* [Work request]
From the line containing "Query: bus tire" through the end of the entries, please repeat every line exactly and nothing more; the pictures do not belong in the copy.

[Recorded data]
▽

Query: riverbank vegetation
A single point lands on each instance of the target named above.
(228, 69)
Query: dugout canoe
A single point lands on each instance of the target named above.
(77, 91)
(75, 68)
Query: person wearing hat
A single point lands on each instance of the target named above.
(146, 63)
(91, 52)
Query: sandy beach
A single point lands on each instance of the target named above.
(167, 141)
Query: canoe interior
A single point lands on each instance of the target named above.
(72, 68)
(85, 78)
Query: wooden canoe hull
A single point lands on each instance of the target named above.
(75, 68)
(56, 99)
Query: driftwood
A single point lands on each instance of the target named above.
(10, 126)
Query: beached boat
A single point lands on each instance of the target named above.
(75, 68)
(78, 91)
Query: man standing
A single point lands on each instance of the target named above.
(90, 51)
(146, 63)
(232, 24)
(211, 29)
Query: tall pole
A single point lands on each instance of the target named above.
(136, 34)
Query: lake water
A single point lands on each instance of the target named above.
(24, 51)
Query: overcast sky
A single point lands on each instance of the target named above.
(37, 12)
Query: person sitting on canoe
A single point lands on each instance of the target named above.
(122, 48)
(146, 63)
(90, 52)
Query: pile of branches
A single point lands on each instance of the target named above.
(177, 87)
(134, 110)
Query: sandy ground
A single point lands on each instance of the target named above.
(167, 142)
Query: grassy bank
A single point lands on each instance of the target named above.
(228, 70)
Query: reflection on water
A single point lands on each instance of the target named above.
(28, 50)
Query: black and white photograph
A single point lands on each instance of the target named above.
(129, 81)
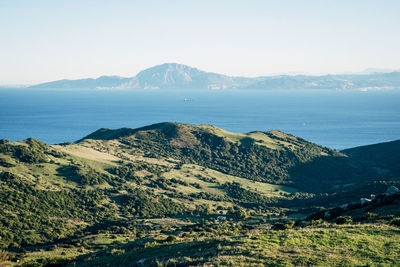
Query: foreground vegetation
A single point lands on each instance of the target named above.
(174, 194)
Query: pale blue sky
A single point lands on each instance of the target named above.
(49, 40)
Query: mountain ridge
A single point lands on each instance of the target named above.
(179, 76)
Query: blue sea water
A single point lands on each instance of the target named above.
(337, 119)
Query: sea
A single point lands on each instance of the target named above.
(334, 118)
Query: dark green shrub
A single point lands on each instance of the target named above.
(395, 221)
(170, 238)
(283, 225)
(343, 220)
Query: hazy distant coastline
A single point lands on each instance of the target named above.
(179, 76)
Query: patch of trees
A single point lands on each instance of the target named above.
(140, 203)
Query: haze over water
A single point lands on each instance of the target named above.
(337, 119)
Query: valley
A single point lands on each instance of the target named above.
(178, 194)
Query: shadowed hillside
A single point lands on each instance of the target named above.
(272, 157)
(120, 195)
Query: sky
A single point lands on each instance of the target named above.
(46, 40)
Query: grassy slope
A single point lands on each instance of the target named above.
(346, 245)
(111, 149)
(383, 157)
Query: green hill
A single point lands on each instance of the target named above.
(122, 195)
(383, 157)
(272, 157)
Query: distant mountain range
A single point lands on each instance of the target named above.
(178, 76)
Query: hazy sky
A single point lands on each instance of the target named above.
(49, 40)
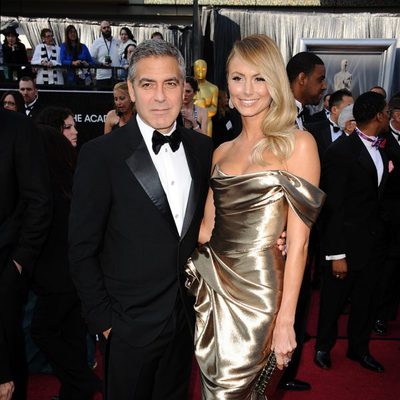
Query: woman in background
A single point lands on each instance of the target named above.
(263, 182)
(123, 111)
(57, 326)
(13, 101)
(126, 38)
(47, 54)
(123, 73)
(193, 117)
(73, 53)
(14, 52)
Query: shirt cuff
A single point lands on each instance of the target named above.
(335, 257)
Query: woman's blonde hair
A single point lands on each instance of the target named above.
(278, 125)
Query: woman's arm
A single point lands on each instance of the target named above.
(207, 224)
(304, 163)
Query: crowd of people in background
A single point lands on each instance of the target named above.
(360, 198)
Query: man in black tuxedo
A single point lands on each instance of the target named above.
(137, 204)
(354, 173)
(389, 287)
(306, 73)
(25, 212)
(28, 90)
(326, 131)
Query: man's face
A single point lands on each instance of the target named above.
(28, 91)
(336, 110)
(157, 91)
(200, 69)
(105, 29)
(314, 85)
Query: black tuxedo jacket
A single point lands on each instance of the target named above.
(391, 196)
(126, 256)
(321, 131)
(25, 211)
(351, 218)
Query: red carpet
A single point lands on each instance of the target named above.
(347, 380)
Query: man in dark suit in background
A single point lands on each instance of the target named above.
(389, 286)
(25, 212)
(28, 90)
(137, 204)
(306, 73)
(326, 131)
(354, 173)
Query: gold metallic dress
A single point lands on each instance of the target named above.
(237, 277)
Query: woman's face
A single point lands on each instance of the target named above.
(247, 87)
(69, 130)
(123, 36)
(188, 93)
(9, 103)
(129, 52)
(72, 35)
(11, 39)
(122, 101)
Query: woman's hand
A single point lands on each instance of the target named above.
(283, 343)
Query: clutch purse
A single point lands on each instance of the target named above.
(269, 377)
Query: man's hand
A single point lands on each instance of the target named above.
(19, 267)
(339, 268)
(6, 390)
(281, 243)
(106, 333)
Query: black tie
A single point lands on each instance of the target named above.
(159, 140)
(336, 129)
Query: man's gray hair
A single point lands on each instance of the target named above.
(155, 48)
(345, 115)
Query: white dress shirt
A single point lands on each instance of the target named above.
(173, 171)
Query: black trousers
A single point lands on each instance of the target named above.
(158, 371)
(361, 287)
(13, 291)
(59, 331)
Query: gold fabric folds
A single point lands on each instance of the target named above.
(237, 277)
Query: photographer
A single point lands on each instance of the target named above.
(76, 54)
(104, 51)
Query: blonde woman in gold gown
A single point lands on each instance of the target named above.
(263, 182)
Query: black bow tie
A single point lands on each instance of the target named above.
(335, 128)
(159, 140)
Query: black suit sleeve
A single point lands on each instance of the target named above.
(34, 195)
(90, 205)
(334, 177)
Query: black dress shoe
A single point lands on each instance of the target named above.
(380, 327)
(295, 384)
(322, 359)
(367, 361)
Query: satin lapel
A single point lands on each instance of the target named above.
(194, 168)
(385, 174)
(142, 167)
(365, 159)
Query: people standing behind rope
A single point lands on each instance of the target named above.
(193, 117)
(126, 38)
(47, 54)
(14, 52)
(123, 73)
(75, 54)
(123, 108)
(104, 51)
(57, 325)
(28, 90)
(13, 101)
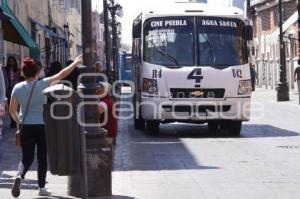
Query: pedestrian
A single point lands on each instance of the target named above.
(33, 129)
(2, 99)
(13, 76)
(253, 77)
(55, 67)
(106, 108)
(297, 79)
(72, 79)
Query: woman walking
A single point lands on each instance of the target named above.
(28, 95)
(13, 76)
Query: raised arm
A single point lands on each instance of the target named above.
(66, 71)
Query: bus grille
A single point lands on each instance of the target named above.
(199, 109)
(197, 93)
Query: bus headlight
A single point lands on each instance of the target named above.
(150, 85)
(244, 87)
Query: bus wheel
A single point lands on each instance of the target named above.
(152, 127)
(213, 126)
(234, 128)
(139, 123)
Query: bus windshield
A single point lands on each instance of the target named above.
(169, 41)
(219, 41)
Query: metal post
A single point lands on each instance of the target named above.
(298, 43)
(282, 89)
(106, 34)
(114, 42)
(298, 32)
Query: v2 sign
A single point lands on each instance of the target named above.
(237, 73)
(196, 74)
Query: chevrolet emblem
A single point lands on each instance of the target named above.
(197, 93)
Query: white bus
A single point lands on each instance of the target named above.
(191, 64)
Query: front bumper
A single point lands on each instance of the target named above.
(237, 108)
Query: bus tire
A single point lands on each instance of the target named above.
(139, 122)
(213, 126)
(234, 128)
(152, 127)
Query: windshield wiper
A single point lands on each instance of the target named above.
(170, 57)
(211, 48)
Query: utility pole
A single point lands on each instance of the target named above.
(299, 33)
(106, 35)
(98, 153)
(114, 8)
(283, 88)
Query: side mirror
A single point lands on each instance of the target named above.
(249, 33)
(136, 51)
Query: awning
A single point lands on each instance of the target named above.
(45, 28)
(290, 21)
(4, 15)
(14, 31)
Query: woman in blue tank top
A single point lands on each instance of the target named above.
(33, 129)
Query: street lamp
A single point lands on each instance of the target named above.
(283, 88)
(115, 9)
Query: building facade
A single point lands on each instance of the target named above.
(47, 22)
(264, 16)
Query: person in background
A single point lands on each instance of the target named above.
(40, 65)
(106, 108)
(13, 76)
(55, 67)
(73, 77)
(33, 128)
(2, 99)
(297, 79)
(253, 77)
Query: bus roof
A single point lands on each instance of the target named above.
(194, 9)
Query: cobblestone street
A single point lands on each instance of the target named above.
(186, 162)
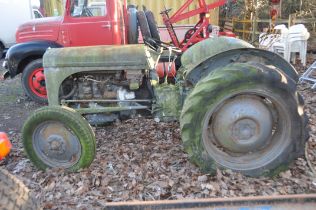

△

* [Written response]
Query: bus tire
A single point lands on each instance of the target named above.
(139, 122)
(213, 126)
(234, 128)
(152, 127)
Query: windshield wiper
A single point lands on each instance of the target named above.
(170, 57)
(211, 48)
Query: utility pole
A single point lands on each instance of the target named above.
(299, 33)
(106, 35)
(98, 153)
(114, 8)
(283, 88)
Query: side mirror
A single point lands on each instance of the target named above.
(249, 33)
(136, 51)
Query: awning
A single point lands on each instance of the target named above.
(45, 28)
(290, 21)
(4, 15)
(14, 31)
Query: woman in blue tank top
A single point lands on each instance of the target named above.
(33, 129)
Query: street lamp
A single point lands on each instance of the target named above.
(283, 88)
(115, 9)
Query: building facade
A single point lands on each instance of the target named above.
(47, 22)
(264, 16)
Query: person in background
A single point lands on each instance of the target named above.
(40, 65)
(106, 108)
(13, 76)
(55, 67)
(73, 77)
(33, 128)
(2, 99)
(297, 79)
(253, 77)
Query: bus roof
A single point lands on each instance of the target named above.
(194, 9)
Query: cobblestone street
A single point lands on each instance of the target named above.
(186, 162)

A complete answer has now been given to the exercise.